> [Page]
◇ ◇ ◇ ◇

So the book is generally about inclusive intelligence. This is the intelligence that a leader needs to be more inclusive and effective within their work, and especially working with people from multiple different perspectives and experiences and identities. Now, generally the book, the author wrote the book from a first person perspective and share some of their own.
Lived experiences of feeling excluded and included. Also during the book club, we all agreed that the author wrote with a lot of graciousness towards people and understanding for why some people would be more inclusive than others, or some people wouldn’t have known that their behavior was somehow exclusionary.
So I thought that that was really lovely. Also, the author gave some really great examples of moments where they felt excluded and. Of these kind of like subtle things that can happen in the workplace but don’t necessarily result in an inclusive experience for all. One of those examples was an experience that they had during Ramadan and how something very subtle, which was well-intentioned by the organization, resulted in some of the organization feeling very supported and cared for, but the author themselves feeling very excluded and forgotten.
And I don’t want to give it away. I want you to read the book. It is a book I’d recommend reading. I’d recommend reading it with the expectation to have a first person experience and to think about leadership through a different lens, maybe to what traditional leadership books are speaking about. A, because the author’s own experience of leadership is different, but also B, because the author brings your attention to inclusive intelligence and how important that is.
The parts that members of the group found particularly valuable were that the book was practical, very reflective. There’s lots of coaching exercises and reflective exercises throughout the book, and some really practical inclusion things that you can do to assess your own inclusive intelligence.

◇ ◇ ◇ ◇

> [Problems and tasks]
a) In the book club review, what kinds of differences among people does a leader need to work across? List them.
b) According to the book club review, what did everyone in the book club agree about how the author wrote?
c) Carry on the book club review from where it stops.

> [Source data]
◇ ◇ ◇ ◇

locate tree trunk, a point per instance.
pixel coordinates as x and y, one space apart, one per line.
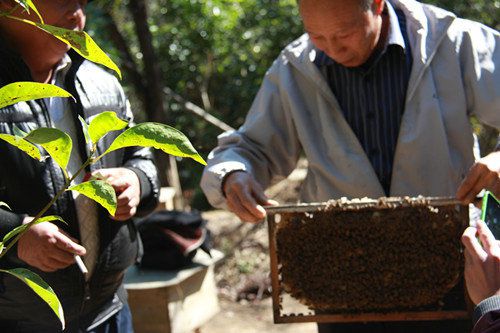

◇ ◇ ◇ ◇

> [Exercise responses]
a) perspectives, experiences, identities

b) They agreed that the author wrote with a lot of graciousness towards people and understanding for why some people would be more inclusive than others, or why some people wouldn't have known their behavior was exclusionary.

c)
And what I liked about the book was that the author focused on the inclusion aspect rather than the diversity aspect, which meant that the author wasn’t really telling you. What to do or what’s right and wrong, but instead was enhancing your critical thinking and your reflective practice and your ability to think about inclusion beyond just labels.
The other things was that the way the author described certain phrases and the quotes that they used that was loved by the book club tho, that way of communicating supported many of the readers. It’s also something I particularly liked. The first person accounts that the author gave of their experience allowed you to connect to the story that was being shared rather than sometimes how hard data is used to try and persuade change.
It felt like the author was actually gifting us something while we read the book. It led to multiple other conversations and considerations for us. One of which was brought about thinking about how religious identities and experiences are included and excluded in society without much thought. One of the prime examples is that in the West, a lot of the natural working year and holidays and bank holidays.
And so from my point of view, I think it’s a great read. It’s one you could probably do on holidays. I highly recommend doing the coaching and reflective activities. Because I think they brought the value to life. So it’s not just a book about knowledge, it’s a book about connection relating to the importance of inclusive intelligence.